■ **WHAT TO WORK ON**: Return every line of the listing below so that it matches the original exactly.

##### EXERCISE DATA #####

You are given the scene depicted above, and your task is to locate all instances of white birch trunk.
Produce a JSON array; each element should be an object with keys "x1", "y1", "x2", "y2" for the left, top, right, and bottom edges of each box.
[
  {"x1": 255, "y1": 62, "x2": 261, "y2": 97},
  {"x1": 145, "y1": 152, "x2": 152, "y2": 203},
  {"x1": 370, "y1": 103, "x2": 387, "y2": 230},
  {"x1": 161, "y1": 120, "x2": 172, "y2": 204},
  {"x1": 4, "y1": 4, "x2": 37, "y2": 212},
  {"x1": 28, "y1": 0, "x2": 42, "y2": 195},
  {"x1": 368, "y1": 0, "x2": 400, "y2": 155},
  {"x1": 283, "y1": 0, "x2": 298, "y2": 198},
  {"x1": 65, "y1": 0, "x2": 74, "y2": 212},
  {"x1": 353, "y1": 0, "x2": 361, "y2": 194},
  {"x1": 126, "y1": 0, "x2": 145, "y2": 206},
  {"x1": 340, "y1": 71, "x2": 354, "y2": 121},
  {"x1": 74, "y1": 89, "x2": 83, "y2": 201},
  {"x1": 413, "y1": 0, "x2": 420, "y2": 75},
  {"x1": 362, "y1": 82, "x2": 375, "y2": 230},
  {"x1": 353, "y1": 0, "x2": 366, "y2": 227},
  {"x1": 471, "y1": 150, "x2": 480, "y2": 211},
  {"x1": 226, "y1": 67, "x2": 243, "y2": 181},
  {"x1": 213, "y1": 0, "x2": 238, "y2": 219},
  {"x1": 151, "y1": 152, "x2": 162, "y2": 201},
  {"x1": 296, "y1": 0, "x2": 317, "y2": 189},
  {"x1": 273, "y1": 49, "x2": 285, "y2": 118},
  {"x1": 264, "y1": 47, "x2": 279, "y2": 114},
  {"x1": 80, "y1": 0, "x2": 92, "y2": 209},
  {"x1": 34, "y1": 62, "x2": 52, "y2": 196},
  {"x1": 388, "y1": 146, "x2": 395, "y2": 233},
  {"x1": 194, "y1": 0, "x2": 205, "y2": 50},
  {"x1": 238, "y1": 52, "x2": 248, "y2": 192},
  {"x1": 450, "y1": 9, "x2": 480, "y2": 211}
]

#####

■ **SOLUTION FOR THIS EXERCISE**:
You are given the scene depicted above, and your task is to locate all instances of white birch trunk.
Produce a JSON array; each element should be an object with keys "x1", "y1", "x2", "y2" for the left, top, right, and bottom edges of each box.
[
  {"x1": 255, "y1": 62, "x2": 261, "y2": 97},
  {"x1": 145, "y1": 152, "x2": 152, "y2": 203},
  {"x1": 370, "y1": 103, "x2": 387, "y2": 230},
  {"x1": 161, "y1": 120, "x2": 172, "y2": 204},
  {"x1": 4, "y1": 4, "x2": 37, "y2": 212},
  {"x1": 28, "y1": 0, "x2": 42, "y2": 195},
  {"x1": 368, "y1": 0, "x2": 400, "y2": 155},
  {"x1": 283, "y1": 0, "x2": 298, "y2": 198},
  {"x1": 65, "y1": 0, "x2": 74, "y2": 212},
  {"x1": 353, "y1": 0, "x2": 361, "y2": 194},
  {"x1": 126, "y1": 0, "x2": 145, "y2": 206},
  {"x1": 340, "y1": 71, "x2": 354, "y2": 121},
  {"x1": 74, "y1": 89, "x2": 83, "y2": 201},
  {"x1": 413, "y1": 0, "x2": 420, "y2": 75},
  {"x1": 362, "y1": 82, "x2": 375, "y2": 230},
  {"x1": 353, "y1": 0, "x2": 366, "y2": 227},
  {"x1": 471, "y1": 150, "x2": 480, "y2": 211},
  {"x1": 226, "y1": 67, "x2": 243, "y2": 181},
  {"x1": 213, "y1": 0, "x2": 238, "y2": 219},
  {"x1": 151, "y1": 152, "x2": 162, "y2": 201},
  {"x1": 296, "y1": 0, "x2": 317, "y2": 189},
  {"x1": 273, "y1": 49, "x2": 285, "y2": 118},
  {"x1": 264, "y1": 47, "x2": 279, "y2": 114},
  {"x1": 80, "y1": 0, "x2": 92, "y2": 209},
  {"x1": 34, "y1": 62, "x2": 52, "y2": 196},
  {"x1": 388, "y1": 146, "x2": 395, "y2": 233},
  {"x1": 194, "y1": 0, "x2": 205, "y2": 50},
  {"x1": 238, "y1": 52, "x2": 248, "y2": 192},
  {"x1": 450, "y1": 9, "x2": 480, "y2": 211}
]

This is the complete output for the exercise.